▸ YOUR TASK
Copy every item below word for word, leaving out the pictures.

▸ DATASET EXCERPTS
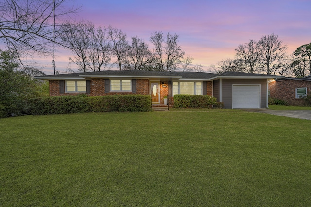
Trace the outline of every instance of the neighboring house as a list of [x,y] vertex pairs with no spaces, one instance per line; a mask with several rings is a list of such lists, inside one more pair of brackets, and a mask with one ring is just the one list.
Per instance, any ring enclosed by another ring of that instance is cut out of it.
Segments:
[[[276,76],[227,72],[221,74],[195,72],[107,70],[35,77],[48,80],[51,96],[86,94],[151,96],[153,104],[163,104],[164,96],[208,95],[225,108],[268,107],[268,82]],[[173,98],[171,98],[171,104]]]
[[303,106],[301,98],[311,92],[311,75],[302,78],[284,78],[269,84],[270,97],[283,100],[293,106]]

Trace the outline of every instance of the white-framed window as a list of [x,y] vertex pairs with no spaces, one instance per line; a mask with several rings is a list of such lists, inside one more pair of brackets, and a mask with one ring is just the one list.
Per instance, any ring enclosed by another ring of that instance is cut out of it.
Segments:
[[307,96],[307,88],[296,88],[296,98],[303,98]]
[[110,80],[111,91],[132,91],[131,80]]
[[67,81],[66,89],[67,93],[86,92],[86,83],[85,81]]
[[173,82],[173,95],[175,94],[202,95],[202,82]]

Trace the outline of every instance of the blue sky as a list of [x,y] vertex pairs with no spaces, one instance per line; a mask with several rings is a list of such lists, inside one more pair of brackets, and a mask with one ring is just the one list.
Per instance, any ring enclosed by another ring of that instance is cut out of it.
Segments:
[[[287,45],[289,54],[311,42],[309,0],[76,0],[67,3],[82,6],[77,20],[90,21],[96,26],[111,25],[126,32],[128,40],[137,36],[149,43],[155,31],[176,33],[186,55],[206,70],[233,58],[239,44],[273,33]],[[57,69],[63,70],[73,55],[60,49],[56,55]],[[47,74],[52,71],[52,60],[39,59],[46,65]]]

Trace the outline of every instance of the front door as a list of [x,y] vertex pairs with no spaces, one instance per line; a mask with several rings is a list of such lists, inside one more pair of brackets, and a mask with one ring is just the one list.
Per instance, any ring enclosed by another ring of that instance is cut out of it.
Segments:
[[151,83],[151,102],[159,103],[159,84]]

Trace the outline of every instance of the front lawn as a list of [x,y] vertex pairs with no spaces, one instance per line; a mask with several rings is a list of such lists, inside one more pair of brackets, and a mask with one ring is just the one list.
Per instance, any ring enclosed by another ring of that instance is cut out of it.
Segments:
[[0,206],[308,206],[308,120],[243,112],[0,119]]
[[310,106],[283,106],[280,105],[269,105],[269,109],[272,110],[311,110]]

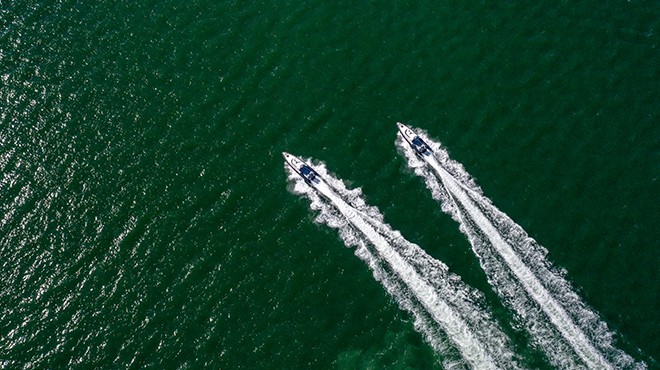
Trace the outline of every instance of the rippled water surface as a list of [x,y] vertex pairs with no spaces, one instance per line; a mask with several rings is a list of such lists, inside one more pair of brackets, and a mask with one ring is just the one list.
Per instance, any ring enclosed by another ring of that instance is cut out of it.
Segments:
[[655,1],[0,3],[0,367],[439,367],[291,194],[286,150],[361,187],[550,368],[396,121],[657,366],[659,27]]

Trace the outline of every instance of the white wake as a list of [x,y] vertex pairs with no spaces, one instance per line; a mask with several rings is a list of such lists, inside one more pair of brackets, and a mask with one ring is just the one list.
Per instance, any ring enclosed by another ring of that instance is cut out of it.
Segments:
[[408,165],[424,178],[442,210],[459,222],[490,284],[550,362],[559,368],[645,368],[613,346],[607,325],[551,266],[547,251],[493,206],[439,143],[415,132],[434,155],[428,163],[419,159],[399,134],[396,144]]
[[416,330],[443,357],[443,367],[518,368],[508,338],[483,309],[483,297],[385,224],[378,209],[366,205],[360,189],[346,189],[324,165],[316,165],[327,182],[317,191],[285,168],[293,192],[309,198],[311,208],[319,211],[316,221],[337,228],[347,246],[356,246],[355,254],[413,315]]

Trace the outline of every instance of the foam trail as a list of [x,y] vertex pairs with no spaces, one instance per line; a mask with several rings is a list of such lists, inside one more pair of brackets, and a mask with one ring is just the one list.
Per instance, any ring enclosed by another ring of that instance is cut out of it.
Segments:
[[463,366],[450,348],[457,349],[458,359],[462,357],[474,368],[518,367],[508,338],[479,306],[478,293],[449,274],[444,264],[391,230],[378,210],[364,203],[359,189],[347,190],[324,166],[315,169],[329,184],[317,186],[325,199],[287,166],[290,179],[296,181],[294,192],[308,196],[312,209],[321,211],[317,221],[338,228],[346,245],[358,246],[356,255],[397,303],[413,314],[416,329],[445,358],[444,367]]
[[520,316],[550,362],[560,368],[644,368],[613,347],[607,325],[547,262],[547,251],[497,210],[438,143],[415,132],[434,149],[434,156],[428,164],[418,159],[399,134],[397,145],[408,164],[424,177],[443,211],[460,223],[489,282]]

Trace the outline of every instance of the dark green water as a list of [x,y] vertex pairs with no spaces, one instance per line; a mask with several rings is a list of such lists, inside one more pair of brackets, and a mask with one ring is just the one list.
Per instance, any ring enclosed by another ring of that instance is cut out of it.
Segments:
[[657,366],[656,1],[85,4],[0,3],[0,367],[436,366],[287,191],[283,150],[362,187],[510,321],[397,120]]

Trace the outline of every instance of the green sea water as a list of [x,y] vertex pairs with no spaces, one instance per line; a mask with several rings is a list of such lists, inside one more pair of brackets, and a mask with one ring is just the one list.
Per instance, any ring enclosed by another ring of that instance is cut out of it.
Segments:
[[425,129],[650,368],[657,1],[0,2],[0,368],[437,368],[287,188],[324,161],[483,292],[407,169]]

▸ TASK RESPONSE
Trace the outline of every instance of the neighboring house as a list of [x,y] vertex pairs with no spaces, one instance per line; a mask with several rings is a list of such lists, inside one more pair of brackets, and a mask with one ring is just the one list.
Per instance, any ring enclosed by another ring of that instance is cut out of it.
Segments:
[[[276,76],[227,72],[221,74],[195,72],[107,70],[35,77],[48,80],[51,96],[86,94],[151,96],[153,104],[163,104],[164,96],[208,95],[225,108],[268,107],[268,82]],[[173,98],[171,98],[171,104]]]
[[303,106],[301,98],[311,92],[311,75],[302,78],[284,78],[269,84],[270,97],[283,100],[293,106]]

Trace the outline of every instance of the white-framed window as a list of [x,y] vertex pairs with no spaces, one instance per line; a mask with several rings is a list of such lists, inside one more pair of brackets, and a mask with one ring is just the one list.
Per instance, any ring enclosed by another ring of that instance is cut out of it.
Segments:
[[307,96],[307,88],[296,88],[296,98],[303,98]]
[[110,80],[111,91],[132,91],[131,80]]
[[67,81],[66,89],[67,93],[86,92],[86,83],[85,81]]
[[173,82],[173,95],[175,94],[202,95],[202,82]]

Trace the outline of every instance of the blue sky as a list of [x,y] vertex pairs with no spaces, one instance per line; a mask with several rings is a list of such lists, inside one more pair of brackets, and a mask with one ring is just the one list.
Per instance, any ring enclosed by another ring of that instance is cut out of it.
Segments:
[[[287,45],[289,54],[311,42],[309,0],[76,0],[67,3],[82,6],[77,20],[90,21],[96,26],[111,25],[126,32],[128,40],[137,36],[149,43],[155,31],[176,33],[186,55],[206,70],[233,58],[239,44],[273,33]],[[57,69],[63,70],[73,55],[60,49],[56,55]],[[47,74],[52,71],[52,60],[39,59],[46,65]]]

Trace the outline of every instance of the front door as a list of [x,y] vertex pairs with no spaces, one instance per line; a mask with several rings is a list of such lists, inside one more pair of brackets, and a mask with one ring is just the one list.
Per instance, any ring enclosed by another ring of that instance is cut out of it.
Segments:
[[151,83],[151,102],[159,103],[159,84]]

Trace the outline of every instance of the front lawn as a list of [x,y] vertex pairs with no spaces, one instance per line; a mask with several rings is a list of such lists, inside one more pair of brackets, and a mask with one ring is just the one list.
Per instance, any ring enclosed by another ring of that instance is cut out of it.
Segments:
[[0,206],[308,206],[308,120],[243,112],[0,119]]
[[310,106],[283,106],[280,105],[269,105],[269,109],[272,110],[311,110]]

Trace the outline of every instance of the rippled water surface as a list of [x,y] vertex pairs with no spaces, one instance per line; a mask with several rings is a list of such lists, inside one more pair of brackets, and a mask with one ring is just the one list.
Per instance, any ring enclosed by another ring of that instance is cut out of it.
Segments:
[[655,1],[0,3],[0,367],[439,367],[291,194],[286,150],[361,187],[550,368],[396,121],[657,366],[659,27]]

Trace the outline of every instance of the white wake as a list of [x,y] vertex pairs with no spaces, one instance per line; a mask with several rings is a list of such lists, inside one more pair of brackets, and a mask with one ring is just the one list.
Per instance, any ring enclosed by another ring of that instance is cut out of it.
Segments:
[[408,165],[424,178],[442,210],[459,222],[490,284],[550,362],[559,368],[645,368],[613,346],[607,325],[551,266],[547,251],[493,206],[439,143],[415,132],[434,155],[428,163],[419,159],[399,134],[396,144]]
[[416,330],[443,357],[443,367],[518,368],[508,338],[483,309],[483,297],[385,224],[378,209],[366,205],[360,189],[346,189],[324,165],[316,165],[327,182],[317,191],[285,168],[293,192],[309,198],[311,208],[319,211],[316,221],[337,228],[347,246],[356,246],[355,254],[413,315]]

Trace the outline of every instance of the foam trail as a list of [x,y] vertex pairs with no spaces, one instance per line; a mask with several rings is a list of such lists, inside one more pair of brackets, and a mask with one ring is just the one list.
Per instance, any ring enclosed by another ring of that instance is cut out of it.
Segments:
[[463,366],[450,348],[457,349],[458,359],[462,357],[474,368],[518,367],[508,338],[479,306],[478,293],[449,274],[444,264],[391,230],[378,210],[364,203],[359,189],[347,190],[324,166],[315,169],[329,184],[317,186],[325,199],[287,166],[290,179],[296,181],[294,192],[308,196],[312,209],[321,211],[317,221],[338,228],[346,245],[358,246],[356,255],[397,303],[413,314],[416,329],[445,358],[444,367]]
[[520,316],[550,362],[560,368],[644,368],[613,347],[607,325],[547,262],[547,251],[497,210],[438,143],[415,132],[434,149],[434,156],[428,164],[418,159],[399,134],[397,145],[408,164],[424,177],[443,211],[460,223],[489,282]]

Trace the outline of every instance of the dark green water as a list of [x,y] vertex pairs with no spaces, one instance per line; a mask with several rings is a list of such lists, inside one more pair of brackets, and a mask with one ring is just the one list.
Per instance, any ring enclosed by another ring of that instance is cut out of it.
Segments:
[[657,366],[656,1],[85,4],[0,3],[0,367],[436,366],[287,191],[283,150],[362,187],[510,321],[397,120]]

Trace the outline of every instance of the green sea water as a list of [x,y] vertex pairs with no spaces, one instance per line; a mask with several rings is a list of such lists, inside one more pair of brackets, and a mask with one ring is just the one list.
Per instance, any ring enclosed by another ring of that instance is cut out of it.
Segments:
[[425,129],[650,368],[657,1],[0,2],[0,368],[437,368],[287,188],[324,161],[483,292],[407,169]]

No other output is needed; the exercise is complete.